Work to be completed: In each of the entries below, replace "queried phrase" with "requested label" and keep every other word the same.

Data for this task:

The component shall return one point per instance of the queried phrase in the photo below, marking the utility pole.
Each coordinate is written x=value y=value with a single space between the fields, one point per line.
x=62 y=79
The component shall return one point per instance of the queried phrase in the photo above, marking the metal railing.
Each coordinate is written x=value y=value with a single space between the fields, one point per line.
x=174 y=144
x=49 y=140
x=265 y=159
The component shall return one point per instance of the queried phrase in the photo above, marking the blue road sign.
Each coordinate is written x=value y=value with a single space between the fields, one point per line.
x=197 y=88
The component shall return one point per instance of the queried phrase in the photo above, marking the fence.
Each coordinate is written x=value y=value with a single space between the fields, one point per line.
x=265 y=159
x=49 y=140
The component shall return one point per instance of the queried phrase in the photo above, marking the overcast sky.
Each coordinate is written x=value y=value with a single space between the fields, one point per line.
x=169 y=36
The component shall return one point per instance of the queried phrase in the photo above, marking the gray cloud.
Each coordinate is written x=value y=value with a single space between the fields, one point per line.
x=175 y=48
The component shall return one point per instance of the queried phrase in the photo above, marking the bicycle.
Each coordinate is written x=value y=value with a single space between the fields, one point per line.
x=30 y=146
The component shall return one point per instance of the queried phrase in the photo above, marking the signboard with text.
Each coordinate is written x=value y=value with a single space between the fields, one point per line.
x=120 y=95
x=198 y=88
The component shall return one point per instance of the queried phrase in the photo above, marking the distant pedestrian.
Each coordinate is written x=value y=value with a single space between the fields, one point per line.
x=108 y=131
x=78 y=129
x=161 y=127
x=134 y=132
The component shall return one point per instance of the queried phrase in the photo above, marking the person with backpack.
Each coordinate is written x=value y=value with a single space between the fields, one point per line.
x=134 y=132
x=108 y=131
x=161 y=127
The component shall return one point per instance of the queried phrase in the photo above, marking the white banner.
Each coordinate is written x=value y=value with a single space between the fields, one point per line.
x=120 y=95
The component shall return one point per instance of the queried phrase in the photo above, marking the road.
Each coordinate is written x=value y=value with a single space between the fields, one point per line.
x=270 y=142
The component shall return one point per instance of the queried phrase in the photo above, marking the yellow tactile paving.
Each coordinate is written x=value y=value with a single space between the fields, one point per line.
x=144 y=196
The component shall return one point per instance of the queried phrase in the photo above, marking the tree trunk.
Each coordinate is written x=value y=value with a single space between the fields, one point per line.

Correct response:
The component shall return one point per instance of the requested label in the photo below, marking the utility pole.
Each coordinate is written x=value y=value with a single space between the fields, one point per line.
x=62 y=79
The component shall return one point per instance of the requested label in the photo above, marking the metal railing.
Each coordinate is written x=value y=value with a single space between the fields, one point per line.
x=174 y=144
x=49 y=140
x=265 y=159
The component shall return one point per instance of the requested label in the photo above, marking the blue road sign.
Each coordinate is written x=value y=value with a single space between the fields, one point per line.
x=197 y=88
The component shall return one point per instance of the requested label in the photo above, marking the fence.
Each coordinate is written x=value y=value with a single space between the fields, one point per line.
x=265 y=159
x=49 y=140
The component shall return one point per instance of the requested label in the photo above, marking the overcast sky.
Each coordinate is written x=value y=value with a single space between the fields, one point per line.
x=169 y=36
The component shall return one point per instance of the requested label in the photo above, marking the gray cloud.
Each coordinate is written x=value y=value with a single space between the fields, one point per line.
x=175 y=48
The component shall return one point per instance of the requested label in the photo above, marking the bicycle.
Each coordinate is written x=value y=value with a single space between the fields, one point per line.
x=30 y=146
The component shall return one point per instance of the requested label in the photo above, marking the signboard with text.
Each coordinate is written x=value y=value with a single space between the fields, one point per line.
x=120 y=95
x=198 y=88
The component shall return one point per instance of the requested label in the photo above, marking the distant pedestrian.
Each coordinate is written x=value y=value with a single space between the fields, one point per line.
x=108 y=131
x=78 y=129
x=161 y=127
x=134 y=132
The component shall return one point per instance of the requested label in the photo above, marking the person with backpack.
Each coordinate is written x=value y=value with a single space between the fields, one point per line.
x=134 y=132
x=108 y=131
x=161 y=127
The component shall return one point per instance of the requested label in the photo above, marking the white banner.
Each coordinate is written x=value y=value with a single space between the fields, one point per line.
x=120 y=95
The component shall return one point per instance of the requested label in the photo above, marking the road.
Each coordinate is written x=value y=value with a single space between the fields, one point per line.
x=270 y=142
The component shall return one point per instance of the requested label in the photo above, marking the yellow tactile paving.
Each coordinate is written x=value y=value with a single space between the fields, one point per line.
x=144 y=196
The component shall return one point per instance of the requested label in the photo above, marking the tree trunk.
Each coordinate is written x=value y=value with a single space between the fields, one point per line.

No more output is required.